ASSIGNMENT
Which of the lines below holds the string "instance"? Copy every line that does.

AVAILABLE DATA

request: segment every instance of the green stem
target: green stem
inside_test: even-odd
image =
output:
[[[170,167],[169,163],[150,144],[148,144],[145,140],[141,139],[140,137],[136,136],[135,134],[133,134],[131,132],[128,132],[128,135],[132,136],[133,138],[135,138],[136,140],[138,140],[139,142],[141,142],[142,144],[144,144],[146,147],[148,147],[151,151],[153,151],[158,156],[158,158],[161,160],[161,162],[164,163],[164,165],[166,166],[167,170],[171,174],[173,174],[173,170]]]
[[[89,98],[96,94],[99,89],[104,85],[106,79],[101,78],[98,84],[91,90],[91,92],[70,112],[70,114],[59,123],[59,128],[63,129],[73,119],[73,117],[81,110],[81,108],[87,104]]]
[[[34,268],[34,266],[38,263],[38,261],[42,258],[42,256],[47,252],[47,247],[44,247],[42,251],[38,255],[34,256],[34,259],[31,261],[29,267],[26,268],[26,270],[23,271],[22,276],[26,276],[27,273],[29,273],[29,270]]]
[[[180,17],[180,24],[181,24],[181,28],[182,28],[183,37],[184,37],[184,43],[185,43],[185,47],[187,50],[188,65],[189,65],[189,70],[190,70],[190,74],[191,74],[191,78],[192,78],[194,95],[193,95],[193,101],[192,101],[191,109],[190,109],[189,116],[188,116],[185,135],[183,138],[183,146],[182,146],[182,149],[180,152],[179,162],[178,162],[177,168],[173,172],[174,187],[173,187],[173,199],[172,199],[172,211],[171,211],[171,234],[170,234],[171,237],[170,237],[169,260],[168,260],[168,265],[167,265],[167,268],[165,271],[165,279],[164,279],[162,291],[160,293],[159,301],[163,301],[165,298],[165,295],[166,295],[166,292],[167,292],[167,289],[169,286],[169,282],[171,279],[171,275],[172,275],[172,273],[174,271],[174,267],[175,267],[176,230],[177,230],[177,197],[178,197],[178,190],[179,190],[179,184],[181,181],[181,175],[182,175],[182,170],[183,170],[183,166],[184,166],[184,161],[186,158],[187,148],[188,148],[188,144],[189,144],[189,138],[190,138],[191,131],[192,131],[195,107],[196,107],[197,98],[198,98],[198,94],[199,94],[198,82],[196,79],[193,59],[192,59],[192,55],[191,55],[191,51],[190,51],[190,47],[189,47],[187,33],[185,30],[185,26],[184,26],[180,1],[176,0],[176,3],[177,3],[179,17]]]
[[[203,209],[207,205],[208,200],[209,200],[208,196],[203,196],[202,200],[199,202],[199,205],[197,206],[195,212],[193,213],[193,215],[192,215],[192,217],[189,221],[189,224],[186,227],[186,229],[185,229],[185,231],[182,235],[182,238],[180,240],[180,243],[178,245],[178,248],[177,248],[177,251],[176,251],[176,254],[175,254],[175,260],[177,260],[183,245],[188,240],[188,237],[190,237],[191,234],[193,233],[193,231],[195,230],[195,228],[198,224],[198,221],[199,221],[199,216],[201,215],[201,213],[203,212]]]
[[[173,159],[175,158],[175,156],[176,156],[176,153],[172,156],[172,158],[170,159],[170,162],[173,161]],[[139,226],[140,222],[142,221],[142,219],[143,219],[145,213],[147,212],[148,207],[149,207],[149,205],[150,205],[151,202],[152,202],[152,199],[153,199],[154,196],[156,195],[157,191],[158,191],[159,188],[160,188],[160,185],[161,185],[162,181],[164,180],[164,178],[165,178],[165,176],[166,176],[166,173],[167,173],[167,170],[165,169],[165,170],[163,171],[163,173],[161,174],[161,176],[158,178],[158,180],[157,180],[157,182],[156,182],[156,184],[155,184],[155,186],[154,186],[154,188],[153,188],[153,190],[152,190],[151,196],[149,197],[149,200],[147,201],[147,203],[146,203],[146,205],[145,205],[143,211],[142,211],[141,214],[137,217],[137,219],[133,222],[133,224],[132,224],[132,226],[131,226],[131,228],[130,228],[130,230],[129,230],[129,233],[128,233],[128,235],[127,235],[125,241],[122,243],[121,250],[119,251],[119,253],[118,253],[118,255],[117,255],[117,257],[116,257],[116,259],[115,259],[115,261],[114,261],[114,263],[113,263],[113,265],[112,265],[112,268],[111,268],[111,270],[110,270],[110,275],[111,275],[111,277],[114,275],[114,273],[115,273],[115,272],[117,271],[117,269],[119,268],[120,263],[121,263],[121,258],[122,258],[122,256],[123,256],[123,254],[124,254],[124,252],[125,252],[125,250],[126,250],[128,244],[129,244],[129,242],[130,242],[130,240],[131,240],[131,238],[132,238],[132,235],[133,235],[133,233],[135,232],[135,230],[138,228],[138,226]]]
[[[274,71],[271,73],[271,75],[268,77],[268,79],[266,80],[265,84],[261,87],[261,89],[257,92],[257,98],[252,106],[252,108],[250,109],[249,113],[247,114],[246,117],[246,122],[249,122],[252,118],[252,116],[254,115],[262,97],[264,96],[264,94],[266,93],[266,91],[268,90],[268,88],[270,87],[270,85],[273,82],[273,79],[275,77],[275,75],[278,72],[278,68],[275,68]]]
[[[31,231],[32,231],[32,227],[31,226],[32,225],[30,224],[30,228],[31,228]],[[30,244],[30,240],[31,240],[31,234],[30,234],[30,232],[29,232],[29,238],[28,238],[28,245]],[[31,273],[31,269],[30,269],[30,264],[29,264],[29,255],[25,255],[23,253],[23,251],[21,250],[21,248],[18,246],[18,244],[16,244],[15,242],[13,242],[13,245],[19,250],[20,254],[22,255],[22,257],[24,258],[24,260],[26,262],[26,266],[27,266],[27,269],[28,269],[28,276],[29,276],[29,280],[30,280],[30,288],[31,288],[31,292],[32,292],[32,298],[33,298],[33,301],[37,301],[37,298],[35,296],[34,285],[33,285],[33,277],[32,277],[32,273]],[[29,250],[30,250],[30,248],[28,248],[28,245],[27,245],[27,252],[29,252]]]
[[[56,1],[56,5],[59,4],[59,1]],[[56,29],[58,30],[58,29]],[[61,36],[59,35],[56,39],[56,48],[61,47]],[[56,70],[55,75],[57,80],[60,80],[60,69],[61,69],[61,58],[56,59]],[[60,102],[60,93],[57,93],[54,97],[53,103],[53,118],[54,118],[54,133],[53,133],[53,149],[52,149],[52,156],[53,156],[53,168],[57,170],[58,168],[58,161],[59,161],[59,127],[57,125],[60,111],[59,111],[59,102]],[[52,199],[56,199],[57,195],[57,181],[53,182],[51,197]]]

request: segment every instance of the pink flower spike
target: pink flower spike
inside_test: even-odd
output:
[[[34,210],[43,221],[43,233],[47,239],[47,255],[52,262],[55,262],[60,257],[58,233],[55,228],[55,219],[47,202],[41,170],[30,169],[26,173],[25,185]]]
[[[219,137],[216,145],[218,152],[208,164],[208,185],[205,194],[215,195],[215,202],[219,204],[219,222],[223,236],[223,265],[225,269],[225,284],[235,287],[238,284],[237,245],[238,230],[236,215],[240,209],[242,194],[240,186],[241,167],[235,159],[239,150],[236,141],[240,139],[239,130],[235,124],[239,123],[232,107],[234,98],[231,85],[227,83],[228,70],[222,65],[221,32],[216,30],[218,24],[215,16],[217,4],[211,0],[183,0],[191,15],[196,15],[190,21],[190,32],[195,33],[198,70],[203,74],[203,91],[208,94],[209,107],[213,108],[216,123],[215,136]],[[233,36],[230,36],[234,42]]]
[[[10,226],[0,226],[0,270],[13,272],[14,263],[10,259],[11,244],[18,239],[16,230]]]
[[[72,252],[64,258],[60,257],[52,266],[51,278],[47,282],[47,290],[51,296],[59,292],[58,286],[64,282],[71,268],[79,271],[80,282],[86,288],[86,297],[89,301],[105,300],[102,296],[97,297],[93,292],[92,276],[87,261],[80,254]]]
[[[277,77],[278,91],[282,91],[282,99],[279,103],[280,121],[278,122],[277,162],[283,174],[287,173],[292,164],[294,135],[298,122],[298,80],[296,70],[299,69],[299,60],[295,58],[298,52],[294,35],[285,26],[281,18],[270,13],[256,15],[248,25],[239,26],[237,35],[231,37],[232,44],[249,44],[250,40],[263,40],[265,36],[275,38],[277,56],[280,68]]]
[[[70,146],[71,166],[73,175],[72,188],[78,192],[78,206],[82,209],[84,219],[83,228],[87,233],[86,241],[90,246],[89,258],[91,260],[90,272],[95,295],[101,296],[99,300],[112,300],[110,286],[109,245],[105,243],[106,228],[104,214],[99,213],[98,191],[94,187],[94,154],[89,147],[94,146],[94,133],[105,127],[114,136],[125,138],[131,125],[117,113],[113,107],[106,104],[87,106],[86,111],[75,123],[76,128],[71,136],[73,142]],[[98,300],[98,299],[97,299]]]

RESULT OF THIS EXERCISE
request: segment every instance of the green stem
request: segment every instance of the pink flower spike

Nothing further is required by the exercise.